Text =

■ ■ ■

Vishal Patel, vice president and senior portfolio manager at Scotia Global Asset Management in Toronto, says that he doesn’t try to predict where either inflation or interest rates are going.

Instead, Patel, lead manager of silver-medalist Scotia US Equity, looks for businesses that can thrive in a high interest rate environment and also have “pricing power” or the ability to raise the prices of their products without killing customer demand.

Stock Picks for High Interest Rates

“We look for businesses that are price-setters, not price-takers,” says Patel. “As well, low debt levels and strong balance sheets are paramount in a high interest rate, inflationary environment.”

Patel heads a North American growth equity team at Scotia GAM that oversees portfolios worth more than $5 billion, including about $1.7 billion of U.S. equity assets. Other funds under the team’s direction include Scotia Canadian Growth, Scotia Canadian Small Cap, Dynamic Power Canadian Growth, Dynamic Power Small Cap, and Dynamic U.S. Balanced, all of which are gold-medalist funds with four-or-five-star performance ratings. The team also oversees the newly introduced exchange-traded fund Dynamic Active US Equity, which employs a similar strategy to Scotia US Equity, but in ETF format.

■ ■ ■

Provided data =
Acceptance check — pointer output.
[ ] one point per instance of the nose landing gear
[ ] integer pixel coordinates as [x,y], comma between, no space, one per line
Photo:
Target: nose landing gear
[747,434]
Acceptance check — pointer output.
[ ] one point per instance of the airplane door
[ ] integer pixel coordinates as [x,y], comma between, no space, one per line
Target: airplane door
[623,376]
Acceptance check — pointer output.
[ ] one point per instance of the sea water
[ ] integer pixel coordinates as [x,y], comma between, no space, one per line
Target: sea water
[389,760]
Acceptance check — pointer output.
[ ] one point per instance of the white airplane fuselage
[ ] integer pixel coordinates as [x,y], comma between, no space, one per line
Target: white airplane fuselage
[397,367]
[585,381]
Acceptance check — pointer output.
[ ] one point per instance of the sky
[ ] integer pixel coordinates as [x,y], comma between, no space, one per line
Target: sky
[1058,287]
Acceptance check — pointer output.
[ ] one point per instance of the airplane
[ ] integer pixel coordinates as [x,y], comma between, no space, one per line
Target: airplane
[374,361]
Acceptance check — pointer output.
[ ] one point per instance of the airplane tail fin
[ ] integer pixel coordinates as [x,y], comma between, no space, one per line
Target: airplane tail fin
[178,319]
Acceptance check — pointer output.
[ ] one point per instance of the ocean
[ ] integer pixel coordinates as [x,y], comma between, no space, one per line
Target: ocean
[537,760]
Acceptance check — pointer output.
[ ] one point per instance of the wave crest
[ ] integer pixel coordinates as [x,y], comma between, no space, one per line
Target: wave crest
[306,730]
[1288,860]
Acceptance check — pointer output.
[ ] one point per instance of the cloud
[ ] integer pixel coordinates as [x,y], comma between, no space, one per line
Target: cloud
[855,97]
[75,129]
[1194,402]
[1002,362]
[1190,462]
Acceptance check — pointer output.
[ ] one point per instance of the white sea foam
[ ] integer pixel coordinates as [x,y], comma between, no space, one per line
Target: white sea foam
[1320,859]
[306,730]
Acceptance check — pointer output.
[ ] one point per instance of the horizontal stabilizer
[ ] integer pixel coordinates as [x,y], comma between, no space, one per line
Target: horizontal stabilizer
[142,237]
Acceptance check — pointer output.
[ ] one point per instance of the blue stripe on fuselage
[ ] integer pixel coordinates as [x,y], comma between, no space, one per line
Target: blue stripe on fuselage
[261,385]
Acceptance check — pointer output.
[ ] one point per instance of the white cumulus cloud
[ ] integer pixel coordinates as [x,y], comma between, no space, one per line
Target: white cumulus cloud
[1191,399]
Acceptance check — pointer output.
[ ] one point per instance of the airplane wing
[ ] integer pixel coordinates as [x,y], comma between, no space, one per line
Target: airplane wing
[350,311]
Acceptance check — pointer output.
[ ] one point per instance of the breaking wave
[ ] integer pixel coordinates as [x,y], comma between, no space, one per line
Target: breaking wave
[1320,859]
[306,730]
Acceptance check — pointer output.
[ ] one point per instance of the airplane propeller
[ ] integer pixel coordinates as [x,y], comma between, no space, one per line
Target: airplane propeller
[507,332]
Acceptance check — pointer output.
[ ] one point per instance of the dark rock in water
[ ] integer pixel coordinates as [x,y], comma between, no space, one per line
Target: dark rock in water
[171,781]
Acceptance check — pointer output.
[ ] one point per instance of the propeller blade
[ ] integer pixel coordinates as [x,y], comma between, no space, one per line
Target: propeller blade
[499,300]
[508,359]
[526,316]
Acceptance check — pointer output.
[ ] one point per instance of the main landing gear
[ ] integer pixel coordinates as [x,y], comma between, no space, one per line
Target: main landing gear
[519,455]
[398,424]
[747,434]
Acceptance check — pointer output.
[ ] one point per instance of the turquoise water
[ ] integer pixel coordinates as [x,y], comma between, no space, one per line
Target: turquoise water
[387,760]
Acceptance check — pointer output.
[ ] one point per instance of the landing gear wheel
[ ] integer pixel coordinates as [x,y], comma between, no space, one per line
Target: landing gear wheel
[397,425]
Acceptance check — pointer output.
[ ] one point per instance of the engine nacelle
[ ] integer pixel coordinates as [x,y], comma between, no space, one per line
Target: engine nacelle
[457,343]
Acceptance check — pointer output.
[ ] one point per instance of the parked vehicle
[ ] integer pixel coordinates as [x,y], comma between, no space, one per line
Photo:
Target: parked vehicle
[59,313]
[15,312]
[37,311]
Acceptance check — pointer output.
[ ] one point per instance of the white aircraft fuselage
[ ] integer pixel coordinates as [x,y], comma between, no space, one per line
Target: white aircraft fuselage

■ ■ ■

Exercise tasks =
a) Pull out every line of the records that contains "water", and treat uppercase and lowercase as different.
b) Write the next part of the piece on Vishal Patel's approach to high interest rates, picking up after its last sentence.

Results =
a)
[ ] one point per instance of the sea water
Target: sea water
[ ] one point per instance of the dark rock in water
Target: dark rock in water
[ ] one point per instance of the turquoise water
Target: turquoise water

b)
Patel focuses on companies that are dominant in their industries, have a strong “economic moat” to keep competitors at bay, and boast a record of robust growth in revenue, earnings and cash flow. He prefers those that enjoy a monopolistic position, or are part of an oligopoly. A thriving corporate culture is also characteristic of his holdings.

Dividends aren’t essential. What’s more important is a company’s ability to allocate capital in a profitable manner. Patel’s first choice is that capital be allocated toward organic growth, but other options include acquisitions and share buybacks – not just dividends.

It's Not All About Dividends

“About 75% of our holdings pay dividends, but sometimes it’s a small dividend,” Patel says. “If we only focused on dividends we would have missed out on some great companies.”

He cites Alphabet Inc. GOOG, one of the fund’s top holdings, and one that only recently began to pay a dividend after years of reinvesting its profits in expanding the business.

“The number one thing is a company’s ability to achieve lasting organic growth, and that’s where we do our homework,” he says.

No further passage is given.